[START OF Source passage]

Vilifying dissent

A fifteen year old girl posts a picture of herself on Reddit r/atheism holding a copy of Carl Sagan’s Demon Haunted World, which she took to post to Facebook originally. She didn’t know she was evidently transgressing unwritten and sexist-by-design social rules by posting her picture, and thus was being taught the lesson that she should have “worn a burka”, in her words. She ended up on the receiving end of hundreds of comments upvoted by thousands of users involving all manner of hateful and diminishing speech. Rebecca Watson pointed this situation out on Skepchick with the usual inflammatory results, since everything that Rebecca Watson ever points out must be wrong because it was pointed out by Rebecca Watson. Bloggers everywhere leapt on this conflagration, hoping to sway a closely-allied community into fighting back against the atheist and skeptic communities’ problem with sexism.

Then I started to notice a new trend in various blog posts’ comment threads, both here and at Greta’s. It’s a trend I’m not terribly sure I like. It is the conflation of enabling misogyny, and being a misogynist.

[END OF Source passage]
[START OF Given entries]

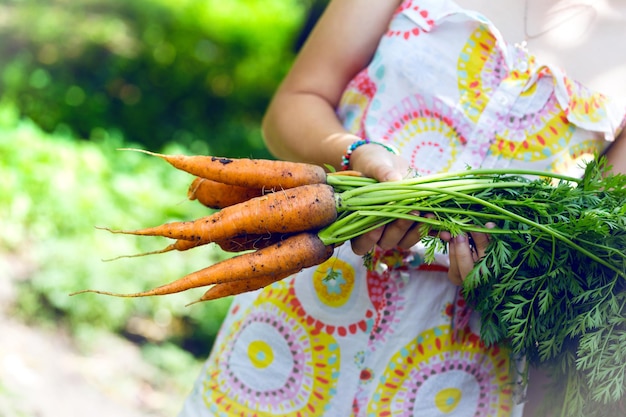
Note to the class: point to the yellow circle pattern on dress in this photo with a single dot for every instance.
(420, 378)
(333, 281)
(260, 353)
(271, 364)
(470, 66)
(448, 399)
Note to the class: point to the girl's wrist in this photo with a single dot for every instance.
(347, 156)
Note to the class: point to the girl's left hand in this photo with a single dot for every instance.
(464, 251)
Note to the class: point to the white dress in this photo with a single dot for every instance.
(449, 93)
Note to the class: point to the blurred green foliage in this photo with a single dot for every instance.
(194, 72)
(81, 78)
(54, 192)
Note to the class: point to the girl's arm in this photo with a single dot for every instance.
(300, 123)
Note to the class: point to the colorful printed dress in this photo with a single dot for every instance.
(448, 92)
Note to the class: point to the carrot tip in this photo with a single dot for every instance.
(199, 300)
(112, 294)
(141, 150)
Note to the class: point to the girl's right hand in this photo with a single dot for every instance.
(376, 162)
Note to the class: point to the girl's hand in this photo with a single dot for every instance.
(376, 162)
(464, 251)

[END OF Given entries]
[START OF Given entries]

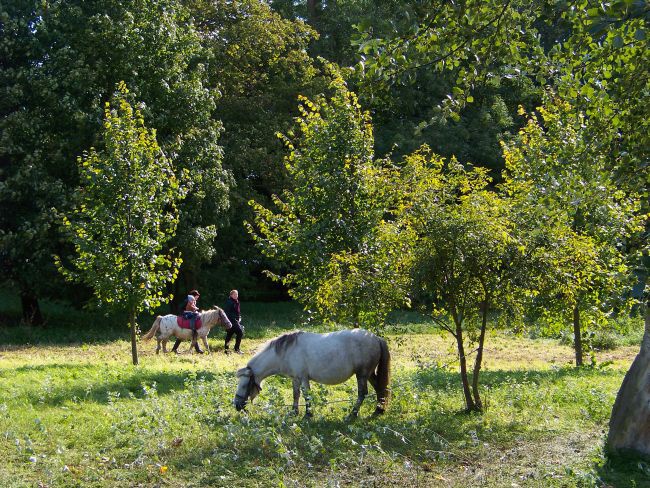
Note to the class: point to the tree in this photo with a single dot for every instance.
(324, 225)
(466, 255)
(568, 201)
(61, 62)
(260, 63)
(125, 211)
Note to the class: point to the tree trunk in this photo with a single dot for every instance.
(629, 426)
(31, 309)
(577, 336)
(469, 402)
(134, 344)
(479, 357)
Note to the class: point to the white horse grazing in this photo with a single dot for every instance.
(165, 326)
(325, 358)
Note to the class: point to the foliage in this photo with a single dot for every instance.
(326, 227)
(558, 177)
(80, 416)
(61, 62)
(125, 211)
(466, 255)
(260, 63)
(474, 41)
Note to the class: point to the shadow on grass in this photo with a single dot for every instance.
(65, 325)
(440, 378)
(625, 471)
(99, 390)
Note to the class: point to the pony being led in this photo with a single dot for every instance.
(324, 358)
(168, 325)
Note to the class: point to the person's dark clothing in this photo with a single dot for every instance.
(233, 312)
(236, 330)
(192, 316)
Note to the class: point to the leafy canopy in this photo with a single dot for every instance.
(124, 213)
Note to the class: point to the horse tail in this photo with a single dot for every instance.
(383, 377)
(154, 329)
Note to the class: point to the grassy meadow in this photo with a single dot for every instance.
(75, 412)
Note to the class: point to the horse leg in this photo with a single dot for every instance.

[END OF Given entries]
[START OF Given entries]

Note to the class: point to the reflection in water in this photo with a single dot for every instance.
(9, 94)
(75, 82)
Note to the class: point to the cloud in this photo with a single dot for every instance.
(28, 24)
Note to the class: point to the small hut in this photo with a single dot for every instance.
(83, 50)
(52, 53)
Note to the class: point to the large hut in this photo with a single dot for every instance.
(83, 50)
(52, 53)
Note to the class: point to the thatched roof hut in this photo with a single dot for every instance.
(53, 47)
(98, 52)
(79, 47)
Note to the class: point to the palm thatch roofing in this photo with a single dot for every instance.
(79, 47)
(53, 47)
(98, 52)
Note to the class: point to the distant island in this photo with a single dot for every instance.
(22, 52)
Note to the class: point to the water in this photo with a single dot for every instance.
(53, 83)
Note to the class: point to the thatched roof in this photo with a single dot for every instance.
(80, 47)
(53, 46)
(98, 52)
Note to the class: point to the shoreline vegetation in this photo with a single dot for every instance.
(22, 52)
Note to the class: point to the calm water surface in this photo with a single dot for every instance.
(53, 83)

[END OF Given entries]

[Tasks for this exercise]
- A) Reproduce the blog post word for word, starting with "A fifteen year" and going on through "problem with sexism.".
- B) List each line of the records that contains the word "dress", copying every such line in full.
The blog post and the records have no connection to each other.

[Answers for the exercise]
- A)
A fifteen year old girl posts a picture of herself on Reddit r/atheism holding a copy of Carl Sagan’s Demon Haunted World, which she took to post to Facebook originally. She didn’t know she was evidently transgressing unwritten and sexist-by-design social rules by posting her picture, and thus was being taught the lesson that she should have “worn a burka”, in her words. She ended up on the receiving end of hundreds of comments upvoted by thousands of users involving all manner of hateful and diminishing speech. Rebecca Watson pointed this situation out on Skepchick with the usual inflammatory results, since everything that Rebecca Watson ever points out must be wrong because it was pointed out by Rebecca Watson. Bloggers everywhere leapt on this conflagration, hoping to sway a closely-allied community into fighting back against the atheist and skeptic communities’ problem with sexism.

- B)
Note to the class: point to the yellow circle pattern on dress in this photo with a single dot for every instance.
Note to the class: point to the white dress in this photo with a single dot for every instance.
Note to the class: point to the colorful printed dress in this photo with a single dot for every instance.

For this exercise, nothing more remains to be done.